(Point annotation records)
--- BEGIN ---

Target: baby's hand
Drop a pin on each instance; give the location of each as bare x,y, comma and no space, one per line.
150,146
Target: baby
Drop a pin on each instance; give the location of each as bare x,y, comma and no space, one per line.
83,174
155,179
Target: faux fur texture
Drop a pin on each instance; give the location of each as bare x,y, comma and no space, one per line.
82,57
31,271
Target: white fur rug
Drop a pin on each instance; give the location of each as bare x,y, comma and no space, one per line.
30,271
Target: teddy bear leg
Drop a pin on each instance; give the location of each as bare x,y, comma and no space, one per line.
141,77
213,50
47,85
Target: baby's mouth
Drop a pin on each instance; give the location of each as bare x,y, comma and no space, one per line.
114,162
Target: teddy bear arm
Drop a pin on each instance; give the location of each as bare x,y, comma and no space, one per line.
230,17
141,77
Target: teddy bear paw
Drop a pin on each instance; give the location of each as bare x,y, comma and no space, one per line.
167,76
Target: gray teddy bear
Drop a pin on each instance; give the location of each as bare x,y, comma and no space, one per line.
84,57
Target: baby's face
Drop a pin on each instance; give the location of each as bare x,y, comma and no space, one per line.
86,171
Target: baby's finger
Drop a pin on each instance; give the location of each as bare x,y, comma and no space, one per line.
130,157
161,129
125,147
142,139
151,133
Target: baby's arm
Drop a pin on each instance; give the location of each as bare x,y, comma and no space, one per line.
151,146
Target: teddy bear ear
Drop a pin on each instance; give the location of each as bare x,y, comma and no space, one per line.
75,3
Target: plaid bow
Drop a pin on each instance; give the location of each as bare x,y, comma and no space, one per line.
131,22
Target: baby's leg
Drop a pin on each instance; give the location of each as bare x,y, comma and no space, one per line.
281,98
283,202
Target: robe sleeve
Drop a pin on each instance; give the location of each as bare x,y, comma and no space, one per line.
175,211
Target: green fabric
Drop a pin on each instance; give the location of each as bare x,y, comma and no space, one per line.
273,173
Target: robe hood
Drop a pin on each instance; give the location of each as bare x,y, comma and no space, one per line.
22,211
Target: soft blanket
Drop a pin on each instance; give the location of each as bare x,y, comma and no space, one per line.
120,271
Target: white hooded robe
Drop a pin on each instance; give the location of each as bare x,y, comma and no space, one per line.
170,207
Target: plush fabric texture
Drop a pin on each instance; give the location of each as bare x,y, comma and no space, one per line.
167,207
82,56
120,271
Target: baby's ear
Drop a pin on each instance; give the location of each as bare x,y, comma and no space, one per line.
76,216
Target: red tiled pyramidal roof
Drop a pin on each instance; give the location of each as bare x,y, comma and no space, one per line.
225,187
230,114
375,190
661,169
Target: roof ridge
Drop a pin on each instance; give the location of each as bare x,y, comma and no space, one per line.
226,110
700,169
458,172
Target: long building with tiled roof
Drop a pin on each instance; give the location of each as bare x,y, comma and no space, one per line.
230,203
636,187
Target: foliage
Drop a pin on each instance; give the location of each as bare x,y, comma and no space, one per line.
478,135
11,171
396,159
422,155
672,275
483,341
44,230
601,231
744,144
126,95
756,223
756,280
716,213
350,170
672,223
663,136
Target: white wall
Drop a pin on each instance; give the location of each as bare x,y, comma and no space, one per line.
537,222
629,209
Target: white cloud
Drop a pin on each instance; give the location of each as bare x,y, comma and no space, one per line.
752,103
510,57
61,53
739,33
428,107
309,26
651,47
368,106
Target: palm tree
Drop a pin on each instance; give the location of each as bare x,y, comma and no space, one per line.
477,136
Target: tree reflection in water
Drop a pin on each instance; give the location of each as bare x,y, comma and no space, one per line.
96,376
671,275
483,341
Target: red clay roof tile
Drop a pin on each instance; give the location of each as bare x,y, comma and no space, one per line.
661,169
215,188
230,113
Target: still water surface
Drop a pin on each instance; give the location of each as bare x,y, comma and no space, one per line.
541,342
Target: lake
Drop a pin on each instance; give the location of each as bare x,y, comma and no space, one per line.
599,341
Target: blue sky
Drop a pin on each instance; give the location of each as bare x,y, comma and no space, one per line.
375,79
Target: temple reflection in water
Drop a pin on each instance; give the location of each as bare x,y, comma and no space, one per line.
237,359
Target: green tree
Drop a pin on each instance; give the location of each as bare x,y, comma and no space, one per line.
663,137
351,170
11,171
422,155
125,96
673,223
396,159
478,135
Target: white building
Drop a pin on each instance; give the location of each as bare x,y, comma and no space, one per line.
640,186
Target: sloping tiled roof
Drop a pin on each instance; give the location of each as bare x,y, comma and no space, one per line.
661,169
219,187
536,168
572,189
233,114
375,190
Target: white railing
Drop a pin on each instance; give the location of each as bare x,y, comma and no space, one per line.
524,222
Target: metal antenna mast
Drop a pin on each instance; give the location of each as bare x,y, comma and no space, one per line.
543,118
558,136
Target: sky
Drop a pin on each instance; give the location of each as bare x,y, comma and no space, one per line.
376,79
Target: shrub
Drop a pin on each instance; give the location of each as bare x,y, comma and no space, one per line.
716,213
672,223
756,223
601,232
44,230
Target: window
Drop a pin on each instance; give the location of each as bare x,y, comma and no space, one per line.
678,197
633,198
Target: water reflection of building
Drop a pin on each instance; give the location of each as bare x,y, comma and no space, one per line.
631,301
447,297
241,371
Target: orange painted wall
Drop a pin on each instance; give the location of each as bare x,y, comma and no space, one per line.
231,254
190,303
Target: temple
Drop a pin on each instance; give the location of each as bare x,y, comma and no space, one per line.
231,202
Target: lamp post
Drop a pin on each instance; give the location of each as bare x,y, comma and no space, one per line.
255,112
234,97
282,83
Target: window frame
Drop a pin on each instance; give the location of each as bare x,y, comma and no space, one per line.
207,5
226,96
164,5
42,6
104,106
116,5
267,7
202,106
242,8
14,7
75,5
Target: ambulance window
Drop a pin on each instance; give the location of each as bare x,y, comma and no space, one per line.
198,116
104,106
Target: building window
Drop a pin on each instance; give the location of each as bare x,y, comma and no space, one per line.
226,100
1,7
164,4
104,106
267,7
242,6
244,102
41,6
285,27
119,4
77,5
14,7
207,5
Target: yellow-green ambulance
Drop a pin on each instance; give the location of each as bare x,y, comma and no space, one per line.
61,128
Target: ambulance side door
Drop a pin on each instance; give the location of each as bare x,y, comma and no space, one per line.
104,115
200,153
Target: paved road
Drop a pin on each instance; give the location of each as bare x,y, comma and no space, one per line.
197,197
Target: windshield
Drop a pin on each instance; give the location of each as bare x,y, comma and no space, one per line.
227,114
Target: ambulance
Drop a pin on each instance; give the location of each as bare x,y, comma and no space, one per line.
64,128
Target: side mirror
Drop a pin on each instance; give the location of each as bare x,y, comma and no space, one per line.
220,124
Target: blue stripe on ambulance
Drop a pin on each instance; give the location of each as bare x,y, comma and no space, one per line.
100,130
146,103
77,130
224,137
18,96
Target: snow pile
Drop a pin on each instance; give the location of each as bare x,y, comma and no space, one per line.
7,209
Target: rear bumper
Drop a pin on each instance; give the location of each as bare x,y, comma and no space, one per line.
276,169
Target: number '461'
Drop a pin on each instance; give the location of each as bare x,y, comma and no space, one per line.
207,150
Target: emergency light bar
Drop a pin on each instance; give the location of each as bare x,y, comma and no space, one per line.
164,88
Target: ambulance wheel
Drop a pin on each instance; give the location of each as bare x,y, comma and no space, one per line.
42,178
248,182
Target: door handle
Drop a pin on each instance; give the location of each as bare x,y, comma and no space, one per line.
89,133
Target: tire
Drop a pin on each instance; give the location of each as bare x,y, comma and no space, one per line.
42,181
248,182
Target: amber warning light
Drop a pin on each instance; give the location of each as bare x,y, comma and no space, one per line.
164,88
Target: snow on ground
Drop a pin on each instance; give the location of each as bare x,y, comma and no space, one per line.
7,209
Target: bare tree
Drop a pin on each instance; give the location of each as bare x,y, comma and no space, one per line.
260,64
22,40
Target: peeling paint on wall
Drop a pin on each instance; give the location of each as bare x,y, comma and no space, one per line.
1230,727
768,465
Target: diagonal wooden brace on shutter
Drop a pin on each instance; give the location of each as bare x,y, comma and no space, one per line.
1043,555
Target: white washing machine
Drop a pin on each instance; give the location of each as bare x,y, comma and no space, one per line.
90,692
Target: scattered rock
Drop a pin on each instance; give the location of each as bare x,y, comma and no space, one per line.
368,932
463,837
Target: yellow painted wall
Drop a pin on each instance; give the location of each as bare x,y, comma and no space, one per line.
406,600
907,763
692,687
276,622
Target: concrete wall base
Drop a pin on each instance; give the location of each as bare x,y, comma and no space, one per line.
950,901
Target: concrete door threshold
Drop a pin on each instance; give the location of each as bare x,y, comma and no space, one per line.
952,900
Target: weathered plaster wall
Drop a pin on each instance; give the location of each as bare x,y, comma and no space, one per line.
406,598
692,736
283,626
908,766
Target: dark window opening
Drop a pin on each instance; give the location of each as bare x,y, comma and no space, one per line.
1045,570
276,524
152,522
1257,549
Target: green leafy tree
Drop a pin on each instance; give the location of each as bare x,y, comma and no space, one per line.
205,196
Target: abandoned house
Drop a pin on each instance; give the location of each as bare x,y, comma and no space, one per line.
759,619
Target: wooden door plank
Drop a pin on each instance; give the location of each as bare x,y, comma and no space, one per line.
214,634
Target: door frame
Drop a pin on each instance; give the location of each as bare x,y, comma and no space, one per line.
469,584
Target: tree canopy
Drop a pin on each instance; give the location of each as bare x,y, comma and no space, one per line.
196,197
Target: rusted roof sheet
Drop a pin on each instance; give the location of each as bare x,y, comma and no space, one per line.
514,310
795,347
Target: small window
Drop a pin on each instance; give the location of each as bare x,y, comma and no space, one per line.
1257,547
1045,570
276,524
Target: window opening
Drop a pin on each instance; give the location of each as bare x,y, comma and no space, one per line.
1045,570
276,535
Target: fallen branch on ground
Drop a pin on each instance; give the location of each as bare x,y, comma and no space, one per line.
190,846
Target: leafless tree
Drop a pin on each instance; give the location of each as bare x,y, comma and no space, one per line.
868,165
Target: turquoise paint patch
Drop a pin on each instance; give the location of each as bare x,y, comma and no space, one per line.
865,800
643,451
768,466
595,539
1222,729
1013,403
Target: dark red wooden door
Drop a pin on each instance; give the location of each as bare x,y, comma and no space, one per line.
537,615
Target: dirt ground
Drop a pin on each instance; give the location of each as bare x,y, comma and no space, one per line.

--- END ---

Repeat the line containing "Target: rusted roof sheet" and all subsequent lines through the final line of the data, exactly and with no others.

* [Answer below]
Target: rusted roof sheet
Drop a pin on each instance; give the location of each as bare x,y, comma and no space, one per line.
514,310
795,347
Target: small window
Drop a pin on each instance; give the location of each as bare x,y, comma and no space, one per line.
1257,547
1045,570
276,524
Target: window opening
Drop a pin on each instance; give the location of each as bare x,y, comma and no space, one per line.
1045,570
276,535
Target: fallen branch on ground
Drop a pin on each instance; give the location of each as bare x,y, comma and no space, one per line.
190,846
Target: leafless tree
Drop a pin on each instance; give the location of each as bare x,y, comma and no space, one per line.
868,165
Target: turquoise paint patch
Drop a pin on each instance; give the location of each as bare x,y, comma and no space, one per line.
865,800
643,451
768,466
595,539
1222,729
1013,403
Target: dark red wooden door
Drop a pin on each instance; give the location of each as bare x,y, comma and no space, one per line.
537,615
Target: dirt ground
Drop a pin on each instance; give the location of each as bare x,y, comma and no space, one per line.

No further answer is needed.